● **TRECHO DA FONTE**:

Imagem retrata levitas sentados diante de Nabucodonosor, que os convida a tocar para ele da maneira como faziam no Templo de Jerusalém, enquanto desfruta de sua refeição. Os levitas mostram a ele que seus dedos foram amputados e explicam que não são capazes de tocar. Nas palavras do Midrash, “‘Às margens dos rios da Babilônia, nos sentávamos e chorávamos, lembrando de Tsión’ (Salmo 137:1) – O rei babilônio Nabucodonosor saqueou o Templo, capturou e exilou os judeus (…) Sentados, eles choravam, e o rei lhes disse: ‘Por que chorais?’ Então ele chamou os levitas e disse: ‘Preparem-se! Quando comermos e bebermos, quero que toqueis harpas diante de mim, como costumáveis fazer em seu Templo diante do seu Deus!’ Disseram eles a si mesmos: ‘Não basta termos destruído o Seu Templo Sagrado por meio dos nossos pecados, e agora ainda deveremos tocar nossas harpas diante deste anão?!’ Eles então tomaram uma decisão: penduraram seus instrumentos sobre os salgueiros próximos e, numa tremenda demonstração de autocontrole, arrancaram seus dedos com os dentes. Extraída da obra O Templo Sagrado de Jerusalém, da Editora Sêfer.
Batido em sua tentativa de ajudar os assírios contra os babilônicos, o Egito cede a Nabucodonosor o predomínio sobre as nações anteriormente satélites da Assíria: Síria, Fenícia e o que restava da Samária. Algumas cidades filisteias, bem como Judá, conservam uma precária liberdade. As simpatias de Joiaquim, não se sabe por que, tendem para o Egito, mas a Babilônia é mais poderosa e é a ela que Judá passa a recolher os tributos anuais. Entre os oficiais e sacerdotes, políticos, populares e “profetas”, uns advogam a pacata aceitação da situação, outros estão ansiosos por reconquistar a independência. E não param de agitar contra a Babilônia, confiantes nas promessas de ajuda militar dos egípcios.

● **TAREFAS DO EXERCÍCIO**:
1. Reescreva em forma de lista o parágrafo do trecho que começa com "Batido em sua tentativa", mantendo seus fatos principais.
2. Por favor, informe quantas linhas dos registros contêm a palavra "plant", levando em conta maiúsculas e minúsculas; responda apenas com o número.

● **OS DADOS**:
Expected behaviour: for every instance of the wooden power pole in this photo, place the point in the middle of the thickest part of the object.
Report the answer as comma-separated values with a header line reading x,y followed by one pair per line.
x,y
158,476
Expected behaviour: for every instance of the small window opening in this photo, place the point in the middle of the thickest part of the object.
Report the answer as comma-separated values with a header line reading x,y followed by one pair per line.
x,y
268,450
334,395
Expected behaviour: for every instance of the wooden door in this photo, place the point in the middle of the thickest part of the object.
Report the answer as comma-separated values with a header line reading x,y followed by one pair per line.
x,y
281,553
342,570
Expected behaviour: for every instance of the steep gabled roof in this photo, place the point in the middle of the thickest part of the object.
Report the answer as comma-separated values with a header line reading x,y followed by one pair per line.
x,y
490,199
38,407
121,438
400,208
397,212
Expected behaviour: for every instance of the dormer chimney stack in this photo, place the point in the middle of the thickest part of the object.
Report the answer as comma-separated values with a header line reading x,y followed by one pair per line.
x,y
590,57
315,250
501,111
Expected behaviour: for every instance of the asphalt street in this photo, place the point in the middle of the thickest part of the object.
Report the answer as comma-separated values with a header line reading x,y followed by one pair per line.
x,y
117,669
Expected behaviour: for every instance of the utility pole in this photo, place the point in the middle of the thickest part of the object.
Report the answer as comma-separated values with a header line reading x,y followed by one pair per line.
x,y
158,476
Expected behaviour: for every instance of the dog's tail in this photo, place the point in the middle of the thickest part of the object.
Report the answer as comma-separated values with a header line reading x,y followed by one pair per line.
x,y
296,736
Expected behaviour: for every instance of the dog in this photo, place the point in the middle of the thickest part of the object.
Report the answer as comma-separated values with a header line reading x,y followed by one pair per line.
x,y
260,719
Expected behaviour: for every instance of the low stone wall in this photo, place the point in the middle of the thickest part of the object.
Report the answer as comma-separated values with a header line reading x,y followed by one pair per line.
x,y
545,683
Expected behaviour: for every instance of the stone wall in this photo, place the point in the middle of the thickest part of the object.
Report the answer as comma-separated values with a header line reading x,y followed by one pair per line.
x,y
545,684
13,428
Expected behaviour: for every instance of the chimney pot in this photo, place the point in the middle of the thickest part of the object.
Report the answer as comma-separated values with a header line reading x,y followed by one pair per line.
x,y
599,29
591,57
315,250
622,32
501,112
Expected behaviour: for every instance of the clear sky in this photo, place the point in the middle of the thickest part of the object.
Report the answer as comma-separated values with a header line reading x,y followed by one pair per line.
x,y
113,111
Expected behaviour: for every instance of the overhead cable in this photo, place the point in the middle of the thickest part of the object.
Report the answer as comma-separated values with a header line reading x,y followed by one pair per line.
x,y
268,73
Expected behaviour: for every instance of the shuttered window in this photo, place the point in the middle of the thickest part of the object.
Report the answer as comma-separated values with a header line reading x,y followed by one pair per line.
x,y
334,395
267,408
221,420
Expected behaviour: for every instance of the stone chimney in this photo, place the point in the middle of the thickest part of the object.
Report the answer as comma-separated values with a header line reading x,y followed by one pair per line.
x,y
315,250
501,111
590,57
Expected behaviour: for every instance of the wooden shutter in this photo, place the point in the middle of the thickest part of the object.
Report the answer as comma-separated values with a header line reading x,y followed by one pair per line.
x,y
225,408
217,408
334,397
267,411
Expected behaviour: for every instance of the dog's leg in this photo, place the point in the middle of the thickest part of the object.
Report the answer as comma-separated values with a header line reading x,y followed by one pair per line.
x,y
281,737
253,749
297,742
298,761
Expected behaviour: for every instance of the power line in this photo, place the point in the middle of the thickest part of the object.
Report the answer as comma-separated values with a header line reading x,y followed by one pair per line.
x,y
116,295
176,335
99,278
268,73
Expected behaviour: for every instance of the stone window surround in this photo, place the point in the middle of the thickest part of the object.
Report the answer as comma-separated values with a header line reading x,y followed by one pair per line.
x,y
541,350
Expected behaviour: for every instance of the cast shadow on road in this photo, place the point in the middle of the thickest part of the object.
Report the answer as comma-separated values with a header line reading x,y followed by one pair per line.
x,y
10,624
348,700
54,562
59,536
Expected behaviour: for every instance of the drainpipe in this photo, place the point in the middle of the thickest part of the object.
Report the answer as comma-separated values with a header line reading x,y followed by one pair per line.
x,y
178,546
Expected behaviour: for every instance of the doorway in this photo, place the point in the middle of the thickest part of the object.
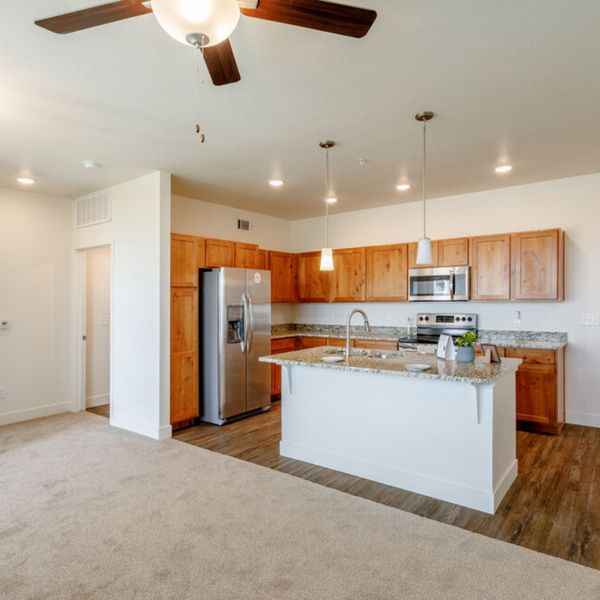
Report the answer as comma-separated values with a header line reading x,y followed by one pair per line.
x,y
96,279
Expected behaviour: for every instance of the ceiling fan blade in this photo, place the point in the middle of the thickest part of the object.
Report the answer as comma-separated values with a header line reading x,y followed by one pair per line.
x,y
316,14
221,63
92,17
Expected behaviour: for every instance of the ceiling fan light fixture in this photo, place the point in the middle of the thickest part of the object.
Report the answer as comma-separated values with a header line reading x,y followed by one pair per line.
x,y
201,23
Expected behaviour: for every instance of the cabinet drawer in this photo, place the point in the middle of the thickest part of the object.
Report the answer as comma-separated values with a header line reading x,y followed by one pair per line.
x,y
532,356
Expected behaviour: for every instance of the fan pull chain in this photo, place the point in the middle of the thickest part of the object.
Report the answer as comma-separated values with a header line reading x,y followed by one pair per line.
x,y
200,94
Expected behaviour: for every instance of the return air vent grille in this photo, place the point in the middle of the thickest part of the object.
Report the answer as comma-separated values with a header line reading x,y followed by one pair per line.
x,y
94,210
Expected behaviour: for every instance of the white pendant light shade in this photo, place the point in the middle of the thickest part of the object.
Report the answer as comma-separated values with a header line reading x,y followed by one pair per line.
x,y
188,21
424,256
326,259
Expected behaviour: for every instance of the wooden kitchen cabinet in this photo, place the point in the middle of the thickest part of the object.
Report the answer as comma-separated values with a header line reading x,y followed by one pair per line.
x,y
313,284
387,273
184,354
412,255
280,346
246,256
490,267
220,253
348,280
453,252
283,276
538,265
540,389
184,262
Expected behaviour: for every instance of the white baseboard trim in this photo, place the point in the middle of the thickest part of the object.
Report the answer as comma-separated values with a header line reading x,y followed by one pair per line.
x,y
47,410
147,429
99,400
586,419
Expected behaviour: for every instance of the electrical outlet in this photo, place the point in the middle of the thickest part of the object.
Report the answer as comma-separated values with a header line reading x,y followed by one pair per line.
x,y
590,320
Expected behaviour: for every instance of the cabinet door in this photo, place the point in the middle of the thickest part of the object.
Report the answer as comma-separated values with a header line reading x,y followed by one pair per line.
x,y
246,256
313,284
412,255
262,261
537,265
453,253
490,262
283,276
184,354
387,273
348,280
184,268
220,253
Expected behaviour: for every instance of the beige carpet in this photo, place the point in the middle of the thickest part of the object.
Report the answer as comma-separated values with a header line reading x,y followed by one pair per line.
x,y
88,511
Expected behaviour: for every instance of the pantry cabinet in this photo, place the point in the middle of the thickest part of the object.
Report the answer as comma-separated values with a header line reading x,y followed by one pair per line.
x,y
538,265
490,267
387,273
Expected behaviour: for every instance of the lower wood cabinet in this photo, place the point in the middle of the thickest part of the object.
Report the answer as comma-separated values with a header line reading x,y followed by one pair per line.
x,y
184,354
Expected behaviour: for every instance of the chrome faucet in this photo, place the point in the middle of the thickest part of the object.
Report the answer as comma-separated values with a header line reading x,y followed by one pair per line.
x,y
367,327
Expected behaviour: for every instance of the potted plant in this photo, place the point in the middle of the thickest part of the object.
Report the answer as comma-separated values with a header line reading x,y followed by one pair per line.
x,y
464,347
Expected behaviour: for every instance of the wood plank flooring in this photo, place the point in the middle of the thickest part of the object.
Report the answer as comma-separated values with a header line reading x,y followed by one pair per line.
x,y
553,506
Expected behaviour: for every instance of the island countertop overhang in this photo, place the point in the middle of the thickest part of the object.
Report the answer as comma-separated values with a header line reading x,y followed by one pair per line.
x,y
476,373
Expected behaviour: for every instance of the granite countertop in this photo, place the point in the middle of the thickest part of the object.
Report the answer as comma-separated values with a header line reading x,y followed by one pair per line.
x,y
544,340
395,364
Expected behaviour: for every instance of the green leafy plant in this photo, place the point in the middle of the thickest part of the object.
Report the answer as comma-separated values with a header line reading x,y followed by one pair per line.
x,y
467,340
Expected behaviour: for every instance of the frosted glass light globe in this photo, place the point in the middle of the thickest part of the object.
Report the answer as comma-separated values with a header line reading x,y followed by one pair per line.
x,y
214,19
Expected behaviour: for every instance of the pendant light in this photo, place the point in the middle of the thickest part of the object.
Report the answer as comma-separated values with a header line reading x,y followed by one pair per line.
x,y
424,255
327,252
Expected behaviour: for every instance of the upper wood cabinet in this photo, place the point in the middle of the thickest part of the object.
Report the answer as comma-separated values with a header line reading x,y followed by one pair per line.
x,y
184,261
387,273
538,265
453,252
220,253
262,260
283,276
348,280
246,256
490,267
313,284
412,255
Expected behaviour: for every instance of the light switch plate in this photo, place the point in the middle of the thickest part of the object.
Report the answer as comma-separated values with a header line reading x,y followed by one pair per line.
x,y
590,320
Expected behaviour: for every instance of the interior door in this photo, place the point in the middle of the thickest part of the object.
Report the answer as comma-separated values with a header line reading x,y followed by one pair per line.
x,y
259,342
232,360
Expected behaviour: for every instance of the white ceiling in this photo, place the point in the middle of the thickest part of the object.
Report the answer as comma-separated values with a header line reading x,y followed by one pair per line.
x,y
510,80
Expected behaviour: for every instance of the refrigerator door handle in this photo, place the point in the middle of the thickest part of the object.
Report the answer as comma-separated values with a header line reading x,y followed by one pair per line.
x,y
251,327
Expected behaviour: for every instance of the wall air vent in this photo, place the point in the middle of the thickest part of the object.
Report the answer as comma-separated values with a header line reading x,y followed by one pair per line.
x,y
94,210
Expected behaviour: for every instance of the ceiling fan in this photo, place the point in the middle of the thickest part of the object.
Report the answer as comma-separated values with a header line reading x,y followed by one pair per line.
x,y
207,24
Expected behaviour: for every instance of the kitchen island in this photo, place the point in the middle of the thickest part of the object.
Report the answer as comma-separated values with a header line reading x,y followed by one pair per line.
x,y
448,432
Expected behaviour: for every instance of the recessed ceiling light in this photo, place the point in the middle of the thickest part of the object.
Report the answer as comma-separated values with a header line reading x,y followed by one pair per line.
x,y
90,164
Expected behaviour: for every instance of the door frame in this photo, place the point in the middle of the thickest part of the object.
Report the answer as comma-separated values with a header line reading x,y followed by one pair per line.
x,y
80,329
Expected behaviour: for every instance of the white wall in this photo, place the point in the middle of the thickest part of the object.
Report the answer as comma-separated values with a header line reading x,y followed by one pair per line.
x,y
195,217
97,313
139,234
34,297
572,204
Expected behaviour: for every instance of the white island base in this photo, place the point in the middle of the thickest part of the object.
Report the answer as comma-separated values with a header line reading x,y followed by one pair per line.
x,y
450,440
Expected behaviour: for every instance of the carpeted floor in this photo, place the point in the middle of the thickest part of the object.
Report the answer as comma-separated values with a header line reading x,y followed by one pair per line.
x,y
89,511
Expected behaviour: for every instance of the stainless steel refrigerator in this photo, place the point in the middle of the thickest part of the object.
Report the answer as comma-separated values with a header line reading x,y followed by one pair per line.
x,y
236,331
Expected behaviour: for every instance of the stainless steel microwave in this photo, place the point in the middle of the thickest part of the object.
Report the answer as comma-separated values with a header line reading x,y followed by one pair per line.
x,y
443,284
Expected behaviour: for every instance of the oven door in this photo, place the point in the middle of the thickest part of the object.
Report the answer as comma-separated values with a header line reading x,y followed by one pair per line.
x,y
443,284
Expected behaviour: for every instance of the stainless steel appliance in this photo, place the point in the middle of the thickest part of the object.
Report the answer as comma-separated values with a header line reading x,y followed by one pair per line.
x,y
431,325
236,331
447,284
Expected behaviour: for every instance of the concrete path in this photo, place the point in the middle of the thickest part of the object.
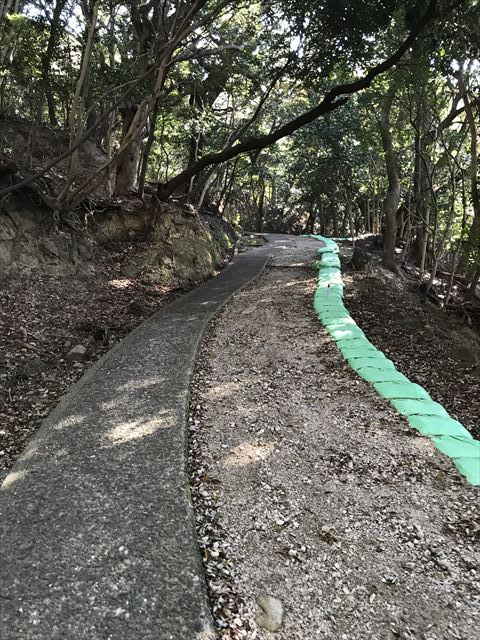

● **RESPOSTAS POR TAREFA**:
1.
- Derrotado ao tentar ajudar os assírios contra os babilônicos, o Egito cede a Nabucodonosor o predomínio sobre as antigas nações satélites da Assíria: Síria, Fenícia e o que restava da Samária.
- Algumas cidades filisteias e Judá conservam uma liberdade precária.
- Joiaquim simpatiza com o Egito, sem que se saiba por quê, mas Judá passa a pagar tributos anuais à Babilônia, que é mais poderosa.
- Entre oficiais, sacerdotes, políticos, populares e "profetas", uns defendem aceitar a situação com calma; outros querem reconquistar a independência e agitam contra a Babilônia, confiando nas promessas de ajuda militar dos egípcios.

2. 2